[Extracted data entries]
%%

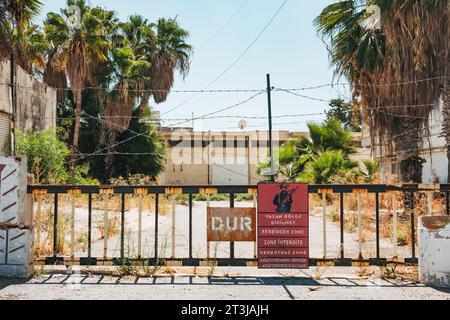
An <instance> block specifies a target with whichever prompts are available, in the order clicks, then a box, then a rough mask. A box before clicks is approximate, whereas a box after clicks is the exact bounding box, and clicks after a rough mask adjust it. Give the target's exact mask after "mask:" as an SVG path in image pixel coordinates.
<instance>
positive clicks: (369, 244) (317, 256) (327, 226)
mask: <svg viewBox="0 0 450 320" xmlns="http://www.w3.org/2000/svg"><path fill="white" fill-rule="evenodd" d="M210 205H211V206H212V207H227V206H229V203H228V202H227V201H220V202H214V201H212V202H211V203H210ZM235 205H236V207H252V206H253V202H236V203H235ZM206 206H207V203H206V202H195V203H194V208H193V239H192V241H193V256H194V257H198V258H205V257H206V255H207V254H206V252H207V250H206V243H207V242H206ZM168 211H169V213H168V214H167V215H160V216H159V232H158V243H159V246H158V247H159V248H158V251H159V256H160V257H165V258H170V257H171V256H172V253H173V249H172V247H173V244H172V209H171V208H169V210H168ZM60 212H61V213H60V214H62V215H66V216H68V215H69V212H70V208H69V207H62V208H60ZM138 216H139V215H138V210H137V209H136V208H133V209H131V210H130V211H127V212H126V216H125V226H126V227H125V229H126V230H125V238H126V239H125V252H126V255H127V256H130V257H136V256H137V243H138V241H137V238H138V232H137V230H138ZM109 217H110V219H112V218H114V217H117V218H119V219H120V213H118V212H110V213H109ZM175 221H176V227H175V230H176V231H175V257H176V258H187V257H188V256H189V252H188V249H189V231H188V230H189V209H188V207H187V206H183V205H176V209H175ZM99 225H103V211H101V210H93V231H92V239H93V242H92V256H93V257H103V245H104V244H103V242H104V241H103V240H102V239H101V235H100V232H99V229H98V228H97V226H99ZM75 228H76V236H75V238H77V237H79V236H80V235H86V234H87V209H85V208H76V210H75ZM69 233H70V232H69V231H67V232H66V233H65V234H66V240H67V243H70V236H69ZM326 233H327V258H338V257H340V231H339V225H338V224H336V223H332V222H331V221H327V232H326ZM154 237H155V214H154V212H149V211H145V210H144V212H143V227H142V256H143V257H154ZM42 238H45V237H44V236H43V237H42ZM344 242H345V244H344V248H345V250H344V251H345V256H346V257H350V258H357V257H358V255H359V245H358V233H357V232H354V233H349V232H345V235H344ZM84 247H85V248H84V251H83V250H78V251H77V252H76V256H77V257H84V256H86V252H85V250H86V244H85V245H84ZM380 248H381V256H382V257H388V258H390V257H393V256H394V246H393V244H392V242H390V241H389V240H388V239H381V241H380ZM210 250H211V256H212V257H215V256H216V257H228V256H229V244H228V243H220V244H219V243H212V244H210ZM362 252H363V257H365V258H371V257H375V233H373V234H372V237H370V239H369V240H368V241H366V242H364V243H363V244H362ZM254 255H255V246H254V243H248V242H247V243H246V242H241V243H236V244H235V256H236V257H237V258H253V257H254ZM397 255H398V256H399V257H410V249H409V248H408V247H398V248H397ZM108 256H109V257H119V256H120V236H119V235H116V236H114V237H111V238H110V239H109V241H108ZM310 256H311V257H312V258H323V226H322V218H321V217H317V216H313V215H311V216H310Z"/></svg>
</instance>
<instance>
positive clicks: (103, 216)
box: [103, 193, 109, 258]
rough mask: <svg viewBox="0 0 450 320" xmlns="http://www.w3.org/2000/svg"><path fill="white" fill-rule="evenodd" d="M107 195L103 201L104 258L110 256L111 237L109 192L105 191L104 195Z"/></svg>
mask: <svg viewBox="0 0 450 320" xmlns="http://www.w3.org/2000/svg"><path fill="white" fill-rule="evenodd" d="M103 196H104V197H105V199H104V203H103V224H104V226H103V229H104V232H103V233H104V236H103V256H104V258H107V257H108V238H109V217H108V200H109V199H108V198H109V196H108V194H107V193H105V194H104V195H103Z"/></svg>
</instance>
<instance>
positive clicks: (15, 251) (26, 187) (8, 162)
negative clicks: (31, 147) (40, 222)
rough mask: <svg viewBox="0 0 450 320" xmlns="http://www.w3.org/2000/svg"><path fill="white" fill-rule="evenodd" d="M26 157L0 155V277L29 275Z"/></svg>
mask: <svg viewBox="0 0 450 320" xmlns="http://www.w3.org/2000/svg"><path fill="white" fill-rule="evenodd" d="M26 163H27V161H26V158H22V159H20V158H8V157H1V156H0V171H1V173H0V177H1V179H0V180H1V183H0V276H7V277H15V278H28V277H30V276H31V275H32V274H33V263H34V255H33V253H34V243H33V239H34V237H33V226H32V225H33V216H32V203H31V201H32V200H31V196H28V195H27V167H26Z"/></svg>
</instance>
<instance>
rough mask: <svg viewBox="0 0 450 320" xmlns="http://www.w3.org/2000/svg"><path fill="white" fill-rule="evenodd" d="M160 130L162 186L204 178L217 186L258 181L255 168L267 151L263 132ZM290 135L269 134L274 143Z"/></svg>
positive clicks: (189, 181) (256, 167)
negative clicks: (165, 153) (161, 147)
mask: <svg viewBox="0 0 450 320" xmlns="http://www.w3.org/2000/svg"><path fill="white" fill-rule="evenodd" d="M161 133H162V137H163V139H164V141H165V143H166V146H167V149H168V150H167V161H166V167H165V170H164V172H163V173H162V174H161V175H160V176H159V183H160V184H162V185H208V184H209V183H208V180H209V182H210V184H217V185H248V184H256V183H258V182H259V181H260V178H259V177H258V175H257V174H256V171H257V169H258V164H259V163H260V162H262V161H264V160H266V159H267V155H268V153H269V148H268V142H267V141H268V132H267V131H254V132H211V133H210V132H201V131H200V132H194V131H193V130H192V129H191V128H178V129H177V128H161ZM290 137H291V134H290V133H289V132H287V131H274V135H273V138H274V141H277V142H278V141H279V143H278V144H282V143H284V142H286V141H287V140H288V139H289V138H290ZM179 141H181V142H179ZM224 141H225V142H224ZM208 144H209V147H208ZM275 144H277V143H275ZM275 148H276V145H275ZM208 152H209V157H208ZM180 159H181V160H182V161H181V162H182V163H180ZM208 160H209V163H210V165H208ZM208 171H209V176H208Z"/></svg>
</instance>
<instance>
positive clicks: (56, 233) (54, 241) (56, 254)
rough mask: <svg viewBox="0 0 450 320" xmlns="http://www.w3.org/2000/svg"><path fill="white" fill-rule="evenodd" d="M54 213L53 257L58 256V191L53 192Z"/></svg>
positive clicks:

%%

YOUR INSTRUCTIONS
The answer is a faithful copy of the records above, with the pictures removed.

OUTPUT FOR THIS TASK
An <instance> block specifies a target with whichever prompts are available, in the order clicks, then a box, then a rough mask. A box before clicks is approximate, whereas a box after clicks is the exact bounding box, and clicks after a rough mask adjust it. Give the target's exact mask after "mask:" as an SVG path in image pixel coordinates.
<instance>
positive clicks: (369, 244) (317, 256) (327, 226)
mask: <svg viewBox="0 0 450 320" xmlns="http://www.w3.org/2000/svg"><path fill="white" fill-rule="evenodd" d="M210 205H211V206H212V207H227V206H229V203H228V202H227V201H220V202H214V201H212V202H211V203H210ZM235 205H236V207H252V206H253V202H236V203H235ZM206 206H207V203H206V202H195V203H194V208H193V239H192V241H193V256H194V257H198V258H205V257H206V255H207V254H206V252H207V250H206V243H207V242H206ZM168 211H169V213H168V214H167V215H160V216H159V232H158V243H159V246H158V247H159V248H158V251H159V256H160V257H165V258H170V257H171V256H172V253H173V249H172V247H173V244H172V209H171V208H169V210H168ZM60 212H61V213H60V214H62V215H66V216H68V215H69V212H70V208H69V207H62V208H60ZM138 216H139V215H138V210H137V209H136V208H133V209H131V210H130V211H127V212H126V216H125V226H126V227H125V229H126V230H125V238H126V239H125V252H126V255H127V256H130V257H136V256H137V243H138V241H137V238H138V232H137V230H138ZM109 217H110V219H112V218H114V217H117V218H119V219H120V213H118V212H110V213H109ZM175 221H176V227H175V230H176V231H175V257H176V258H187V257H188V256H189V252H188V249H189V231H188V230H189V209H188V207H187V206H183V205H176V209H175ZM99 225H103V211H101V210H93V231H92V239H93V242H92V256H93V257H103V245H104V244H103V242H104V241H103V240H102V239H101V235H100V232H99V229H98V228H97V226H99ZM75 228H76V236H75V238H77V237H79V236H80V235H86V234H87V209H85V208H76V210H75ZM69 233H70V232H69V231H67V232H66V233H65V234H66V240H67V243H70V236H69ZM326 233H327V258H338V257H340V231H339V225H338V224H336V223H332V222H331V221H327V232H326ZM154 237H155V214H154V212H149V211H145V210H144V212H143V227H142V256H143V257H154ZM42 238H45V237H44V236H43V237H42ZM344 242H345V244H344V248H345V250H344V251H345V256H346V257H350V258H357V257H358V255H359V245H358V233H357V232H354V233H349V232H345V235H344ZM84 247H85V248H84V251H83V250H78V251H77V252H76V256H77V257H84V256H86V252H85V250H86V244H85V245H84ZM380 248H381V256H382V257H388V258H390V257H393V256H394V246H393V244H392V242H390V241H389V240H388V239H381V241H380ZM210 250H211V256H212V257H215V256H216V257H228V256H229V244H228V243H220V244H219V243H212V244H210ZM362 252H363V257H365V258H371V257H375V233H373V234H372V237H370V239H369V240H368V241H366V242H364V243H363V244H362ZM254 255H255V246H254V243H248V242H247V243H246V242H241V243H236V244H235V256H236V257H237V258H253V257H254ZM397 255H398V256H399V257H410V249H409V248H408V247H398V248H397ZM108 256H109V257H119V256H120V236H119V235H116V236H114V237H111V238H110V239H109V241H108ZM310 256H311V257H312V258H323V226H322V218H321V217H317V216H313V215H311V216H310Z"/></svg>
</instance>
<instance>
positive clicks: (103, 216)
box: [103, 193, 109, 258]
rough mask: <svg viewBox="0 0 450 320" xmlns="http://www.w3.org/2000/svg"><path fill="white" fill-rule="evenodd" d="M107 195L103 201L104 258L110 256L111 237L109 192L105 191L104 195Z"/></svg>
mask: <svg viewBox="0 0 450 320" xmlns="http://www.w3.org/2000/svg"><path fill="white" fill-rule="evenodd" d="M103 196H104V197H105V199H104V203H103V224H104V226H103V229H104V232H103V233H104V236H103V256H104V258H107V257H108V238H109V217H108V200H109V199H108V198H109V196H108V194H107V193H105V194H104V195H103Z"/></svg>
</instance>
<instance>
positive clicks: (15, 251) (26, 187) (8, 162)
negative clicks: (31, 147) (40, 222)
rough mask: <svg viewBox="0 0 450 320" xmlns="http://www.w3.org/2000/svg"><path fill="white" fill-rule="evenodd" d="M26 157L0 155V277L29 275Z"/></svg>
mask: <svg viewBox="0 0 450 320" xmlns="http://www.w3.org/2000/svg"><path fill="white" fill-rule="evenodd" d="M26 163H27V161H26V158H22V159H20V158H8V157H1V156H0V171H1V173H0V177H1V179H0V180H1V183H0V276H7V277H15V278H28V277H30V276H31V275H32V274H33V263H34V255H33V253H34V243H33V239H34V237H33V226H32V225H33V216H32V203H31V201H32V200H31V196H28V195H27V167H26Z"/></svg>
</instance>
<instance>
rough mask: <svg viewBox="0 0 450 320" xmlns="http://www.w3.org/2000/svg"><path fill="white" fill-rule="evenodd" d="M160 130L162 186L204 178L217 186L258 181L255 168L267 151L263 132ZM290 135L269 134L274 143Z"/></svg>
positive clicks: (189, 181) (256, 167)
negative clicks: (165, 153) (161, 147)
mask: <svg viewBox="0 0 450 320" xmlns="http://www.w3.org/2000/svg"><path fill="white" fill-rule="evenodd" d="M161 133H162V137H163V139H164V141H165V143H166V146H167V149H168V150H167V161H166V167H165V170H164V172H163V173H162V174H161V175H160V176H159V183H160V184H162V185H208V184H209V183H208V180H209V182H210V184H217V185H248V184H256V183H258V182H259V181H260V178H259V177H258V175H257V174H256V171H257V169H258V164H259V163H260V162H262V161H264V160H266V159H267V155H268V153H269V148H268V142H267V141H268V132H267V131H254V132H211V133H210V132H201V131H200V132H194V131H193V130H192V129H191V128H178V129H177V128H161ZM290 137H291V134H290V133H289V132H287V131H274V135H273V138H274V141H277V142H278V141H279V143H278V144H282V143H284V142H286V141H287V140H288V139H289V138H290ZM179 141H181V142H179ZM224 141H225V142H224ZM208 144H209V147H208ZM275 144H277V143H275ZM275 148H276V145H275ZM208 152H209V157H208ZM180 159H181V160H182V161H181V162H182V163H180ZM208 160H209V163H210V165H208ZM208 171H209V176H208Z"/></svg>
</instance>
<instance>
positive clicks: (56, 233) (54, 241) (56, 254)
rough mask: <svg viewBox="0 0 450 320" xmlns="http://www.w3.org/2000/svg"><path fill="white" fill-rule="evenodd" d="M54 213L53 257L58 256V191L53 192Z"/></svg>
positive clicks:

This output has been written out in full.